══ Dataset rows

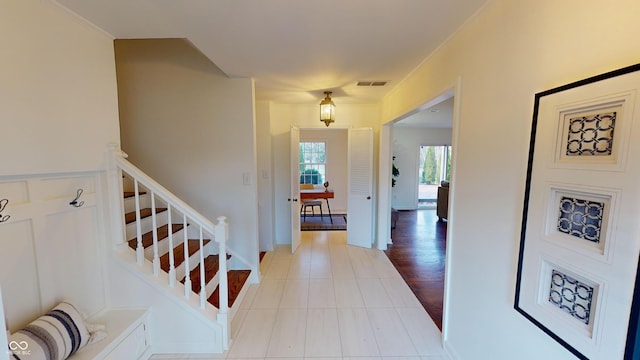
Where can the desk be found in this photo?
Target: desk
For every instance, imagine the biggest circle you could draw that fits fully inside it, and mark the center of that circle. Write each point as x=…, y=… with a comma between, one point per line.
x=318, y=194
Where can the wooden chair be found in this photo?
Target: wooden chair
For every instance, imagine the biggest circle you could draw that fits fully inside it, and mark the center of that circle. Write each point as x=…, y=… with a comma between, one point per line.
x=310, y=203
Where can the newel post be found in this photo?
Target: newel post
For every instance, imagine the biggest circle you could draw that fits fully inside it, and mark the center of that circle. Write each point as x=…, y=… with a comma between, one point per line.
x=115, y=194
x=222, y=235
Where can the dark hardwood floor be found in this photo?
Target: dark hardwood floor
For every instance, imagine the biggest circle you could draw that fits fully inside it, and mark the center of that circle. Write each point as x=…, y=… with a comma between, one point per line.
x=418, y=253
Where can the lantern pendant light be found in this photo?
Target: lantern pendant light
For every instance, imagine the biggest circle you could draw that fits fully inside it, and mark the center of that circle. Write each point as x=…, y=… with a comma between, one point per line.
x=327, y=109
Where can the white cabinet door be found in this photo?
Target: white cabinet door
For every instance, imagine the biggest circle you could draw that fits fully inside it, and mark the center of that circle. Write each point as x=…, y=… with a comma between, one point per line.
x=360, y=198
x=294, y=196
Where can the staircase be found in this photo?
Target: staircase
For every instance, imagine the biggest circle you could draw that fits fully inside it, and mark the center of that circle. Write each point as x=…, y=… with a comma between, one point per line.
x=186, y=251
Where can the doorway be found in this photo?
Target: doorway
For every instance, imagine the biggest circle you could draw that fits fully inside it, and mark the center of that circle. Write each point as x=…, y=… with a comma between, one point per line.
x=426, y=116
x=434, y=166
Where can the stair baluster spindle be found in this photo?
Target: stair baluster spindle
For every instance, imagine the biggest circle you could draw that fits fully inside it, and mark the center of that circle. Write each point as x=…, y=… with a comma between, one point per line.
x=156, y=258
x=139, y=247
x=221, y=235
x=187, y=278
x=203, y=291
x=172, y=266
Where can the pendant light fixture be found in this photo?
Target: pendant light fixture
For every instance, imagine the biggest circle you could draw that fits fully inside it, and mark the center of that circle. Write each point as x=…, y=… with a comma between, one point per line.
x=327, y=109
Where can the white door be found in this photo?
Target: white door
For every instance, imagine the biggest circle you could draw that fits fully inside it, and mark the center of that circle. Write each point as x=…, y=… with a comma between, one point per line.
x=360, y=190
x=295, y=187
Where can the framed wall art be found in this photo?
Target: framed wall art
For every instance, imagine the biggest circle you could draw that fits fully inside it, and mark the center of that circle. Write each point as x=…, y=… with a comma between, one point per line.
x=580, y=236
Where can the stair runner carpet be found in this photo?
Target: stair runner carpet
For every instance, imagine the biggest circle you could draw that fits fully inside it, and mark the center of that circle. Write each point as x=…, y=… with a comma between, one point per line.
x=235, y=278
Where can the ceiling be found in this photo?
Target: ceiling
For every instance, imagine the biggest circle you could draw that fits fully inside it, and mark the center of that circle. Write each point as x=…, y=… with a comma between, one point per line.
x=294, y=49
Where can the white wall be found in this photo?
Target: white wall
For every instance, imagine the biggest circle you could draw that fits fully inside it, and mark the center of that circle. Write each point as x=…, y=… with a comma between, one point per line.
x=192, y=129
x=265, y=177
x=506, y=54
x=406, y=144
x=337, y=146
x=306, y=116
x=58, y=102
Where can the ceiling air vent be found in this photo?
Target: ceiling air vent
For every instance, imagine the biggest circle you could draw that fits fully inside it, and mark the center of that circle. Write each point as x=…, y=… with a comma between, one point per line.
x=372, y=83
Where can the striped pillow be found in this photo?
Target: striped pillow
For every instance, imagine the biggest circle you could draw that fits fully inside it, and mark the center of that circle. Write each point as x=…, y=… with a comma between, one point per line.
x=54, y=336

════

#### [Directions]
Pictures are excluded; copy all other data exactly as shown.

#### [Result for this exercise]
Where can the desk be found in this photo?
Target: desk
For every instance, imagine the biggest circle you could draw that fits fully inside it, and mark the center of that circle. Write each point as x=…, y=… with a comma between, one point per line.
x=318, y=194
Where can the wooden chair be found in this photo?
Target: wooden chair
For every instance, imagine the biggest circle you could draw that fits fully inside it, and mark the center of that circle. Write each point as x=…, y=… with a comma between, one point per line.
x=310, y=203
Where can the newel post be found in this photo?
Target: newel post
For every instance, imagine the biggest circle you could draw that fits fully inside it, and mark the center of that circle. Write each point as x=…, y=… with a comma between, one point per line.
x=115, y=194
x=222, y=235
Where can the dark hardwood floor be found in this photo?
Target: dark hardwood floor
For every instance, imagine the biggest circle you could draw that fits fully inside it, and mark the center of that circle. Write each point as x=…, y=… with a comma between, one point per line.
x=418, y=253
Where can the lantern pendant light be found in this photo?
Target: lantern pendant light
For every instance, imagine the biggest circle you could draw that fits fully inside it, and mark the center of that circle. Write each point as x=…, y=… with a comma between, one point per line.
x=327, y=109
Where can the white cabinet door be found in this photo?
Target: white cabinet door
For every instance, imagine the biggest circle you could draw that fits fully inside it, and mark the center of that circle. Write each point as x=…, y=… with a comma between, one point per line.
x=360, y=198
x=294, y=196
Where can the staircase be found in this photo?
Target: staircase
For every instance, imagine the biggest circle you could draw that fits fully inside it, and mark the center of that circle. Write each point as x=…, y=… with a comma between, one point per line.
x=186, y=251
Where can the doorway be found in this photo?
Target: doorway
For every instance, imagine the biggest circle you could draw that fits fully inside it, and mark the center of that circle. Write each point as x=…, y=… with a comma between, one point per line.
x=426, y=116
x=434, y=166
Where can the stair baluster spindle be found in this photo?
Target: stair baluster spindle
For every instance, imagine the biggest circle you could draw that fits fully inside it, and mark the center of that circle. Write each point as x=…, y=… with a comma between, one point per line.
x=156, y=258
x=139, y=247
x=221, y=235
x=187, y=278
x=203, y=291
x=172, y=266
Where can the pendant light fixture be found in this photo?
Target: pendant light fixture
For every instance, imagine the biggest circle you could draw that fits fully inside it, and mark the center of that circle. Write each point as x=…, y=… with a comma between, one point per line.
x=327, y=109
Where can the white door be found in this photo?
Target: white door
For every instance, imagine the biggest circle you could draw that fits fully inside it, and mark the center of that circle. Write each point as x=…, y=… with a comma between, one point per line.
x=360, y=190
x=295, y=187
Where can the framed wall art be found in this photo?
Target: framed wall art
For every instance, imagine the biggest circle you could draw that fits fully inside it, and mark the center of that circle. Write each point as x=…, y=… with a comma between, one point per line.
x=580, y=236
Where can the stair runner carpet be found in this photo?
Target: stair runner carpet
For every instance, imagine the biggest circle you could draw that fits fully inside it, and mark the center of that circle. Write each point as x=…, y=… with a comma between, one point per line.
x=235, y=278
Where can the ceiling be found in this photo?
Target: ceiling
For every instance, imagine the biggest circle you could draw that fits fully inside it, and mark the center of that circle. Write each point as x=…, y=… with a comma between, one point per line.
x=294, y=49
Where can the white wall be found in this photo?
Target: white wall
For every instance, imagine the biggest circle you could draw that fits fully inside it, and mark the center of that circle. Write each point as x=…, y=… with a comma between, one point per line.
x=192, y=129
x=265, y=177
x=506, y=54
x=406, y=144
x=337, y=146
x=306, y=116
x=58, y=102
Where can the ceiling air vent be found in this photo?
Target: ceiling air vent
For every instance, imagine the biggest circle you could draw that fits fully inside it, and mark the center of that circle. Write each point as x=…, y=… with a comma between, one point per line.
x=372, y=83
Where can the striped pillow be found in this photo?
Target: striped pillow
For every instance, imagine the biggest circle you could draw that fits fully inside it, and mark the center of that circle. Write each point as x=…, y=… with a comma between, one point per line.
x=54, y=336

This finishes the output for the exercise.